Exercise details:
Rewrite the records from the line holding "Reviewer note: see that each instance of the cabana" through the end of the records, both included, requests and all. Add 88 to every x and y coordinate in the answers, and leave the sample coordinates in the requests as they are.
▽
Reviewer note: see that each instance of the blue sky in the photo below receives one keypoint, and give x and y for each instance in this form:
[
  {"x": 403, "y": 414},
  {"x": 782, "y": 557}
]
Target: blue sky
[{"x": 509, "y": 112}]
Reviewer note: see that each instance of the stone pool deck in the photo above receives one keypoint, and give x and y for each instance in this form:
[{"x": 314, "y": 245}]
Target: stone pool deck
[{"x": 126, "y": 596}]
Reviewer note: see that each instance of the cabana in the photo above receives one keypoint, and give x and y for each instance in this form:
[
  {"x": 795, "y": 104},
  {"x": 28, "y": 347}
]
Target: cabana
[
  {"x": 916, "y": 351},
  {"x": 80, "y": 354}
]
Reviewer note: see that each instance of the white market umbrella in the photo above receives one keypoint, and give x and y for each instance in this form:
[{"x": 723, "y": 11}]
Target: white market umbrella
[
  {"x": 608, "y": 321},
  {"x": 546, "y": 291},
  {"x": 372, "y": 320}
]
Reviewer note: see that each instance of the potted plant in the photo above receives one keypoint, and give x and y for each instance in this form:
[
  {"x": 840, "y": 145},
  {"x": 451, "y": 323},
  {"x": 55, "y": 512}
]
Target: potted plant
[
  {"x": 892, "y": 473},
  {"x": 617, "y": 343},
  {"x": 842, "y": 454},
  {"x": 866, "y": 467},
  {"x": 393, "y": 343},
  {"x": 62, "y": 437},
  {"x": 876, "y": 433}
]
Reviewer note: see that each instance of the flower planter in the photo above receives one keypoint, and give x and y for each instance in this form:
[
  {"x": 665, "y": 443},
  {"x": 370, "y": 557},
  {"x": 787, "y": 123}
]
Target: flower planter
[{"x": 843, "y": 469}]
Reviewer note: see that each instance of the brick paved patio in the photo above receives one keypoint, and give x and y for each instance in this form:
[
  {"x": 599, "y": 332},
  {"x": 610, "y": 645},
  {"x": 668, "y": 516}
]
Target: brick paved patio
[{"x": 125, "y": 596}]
△
Answer to the problem:
Reviewer note: see that each instance of the cabana in the photo above receives one keypoint, and give x and y for each instance in this form:
[
  {"x": 795, "y": 104},
  {"x": 28, "y": 347}
]
Target: cabana
[
  {"x": 1004, "y": 439},
  {"x": 168, "y": 442}
]
Reviewer note: see that each instance of the white market umbrella in the photo above receives one keypoint, and give x and y for each instance in this form:
[{"x": 723, "y": 11}]
Target: white market umbrella
[
  {"x": 696, "y": 409},
  {"x": 634, "y": 379},
  {"x": 460, "y": 408}
]
Reviewer note: see that each instance of the potted plant in the photo above receives one keypoint, and give x and y for each instance in this form:
[
  {"x": 840, "y": 145},
  {"x": 451, "y": 323},
  {"x": 55, "y": 512}
]
Target: potted plant
[
  {"x": 980, "y": 561},
  {"x": 705, "y": 431},
  {"x": 930, "y": 542},
  {"x": 954, "y": 555},
  {"x": 481, "y": 431},
  {"x": 150, "y": 525},
  {"x": 964, "y": 521}
]
Reviewer note: see that each instance of the flower planter in the photo above receives one keypoint, and give x and y for each instance in this form:
[
  {"x": 665, "y": 443},
  {"x": 370, "y": 557},
  {"x": 787, "y": 123}
]
Target: flower planter
[{"x": 931, "y": 557}]
Reviewer note: see that each instance of the brick paved patio in the photo above receives one keypoint, and give x and y for each instance in this form:
[
  {"x": 599, "y": 332},
  {"x": 610, "y": 645},
  {"x": 668, "y": 516}
]
Target: brick paved patio
[{"x": 213, "y": 684}]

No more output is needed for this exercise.